- **Page text**:
Opportunity for success out there for the takingDuring counseling sessions I often hear clients talk about the lack of opportunities for someone seeking to go into business. All the good businesses are represented and the new ones take too much capital, which isn't available to them.
With the start of businesses at an all-time high, even if many are high-tech, numerous opportunities are available for the individual willing to work at it.
I summer at our family lake cottage, near my hometown, Medford, in northern Wisconsin, which I think has a couple of good examples of young people with the entrepreneurial spirit starting from scratch with a simple idea and developing it into a major business.
There are 6,000 plus jobs available, and the town has 4,437 population. A good 60 percent of these jobs have been developed by businesses started in the last 40 years.
Let's start with Weathershield, which was started in the later 1950s by two brothers just out of school and looking for that first job.
This northern climate has cold winters, sometimes down to 30 degrees below zero, so they reasoned that many of the houses needed some type of storm doors and windows. They settled on aluminum storm windows and doors. This was a business where they could buy the raw materials, glass, aluminum extrusions and and build the windows to fit the job.
They started out soliciting orders from homeowners in the community and surrounding area, building the units in their father's garage, then installing them at the customer's place. This was a success for them, and they had an opportunity to expand in the interior wood sash and door business when a local wood products manufacturing company was available for purchase about seven years later. This business has been operating for 20 years and had a good sales record and customer base that provided great expansion for the entrepreneurs in the same market.

- **Prompt 1**:
In the piece on business opportunities, what population does the town have?
- **Prompt 2**:
Reproduce word for word the part of the piece on business opportunities starting at "Opportunity for success" and ending at "last 40 years.".

- **Provided material**:
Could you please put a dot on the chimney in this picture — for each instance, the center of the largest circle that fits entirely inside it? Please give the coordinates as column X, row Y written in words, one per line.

- **Full output 1**:
4,437

- **Full output 2**:
Opportunity for success out there for the takingDuring counseling sessions I often hear clients talk about the lack of opportunities for someone seeking to go into business. All the good businesses are represented and the new ones take too much capital, which isn't available to them.
With the start of businesses at an all-time high, even if many are high-tech, numerous opportunities are available for the individual willing to work at it.
I summer at our family lake cottage, near my hometown, Medford, in northern Wisconsin, which I think has a couple of good examples of young people with the entrepreneurial spirit starting from scratch with a simple idea and developing it into a major business.
There are 6,000 plus jobs available, and the town has 4,437 population. A good 60 percent of these jobs have been developed by businesses started in the last 40 years.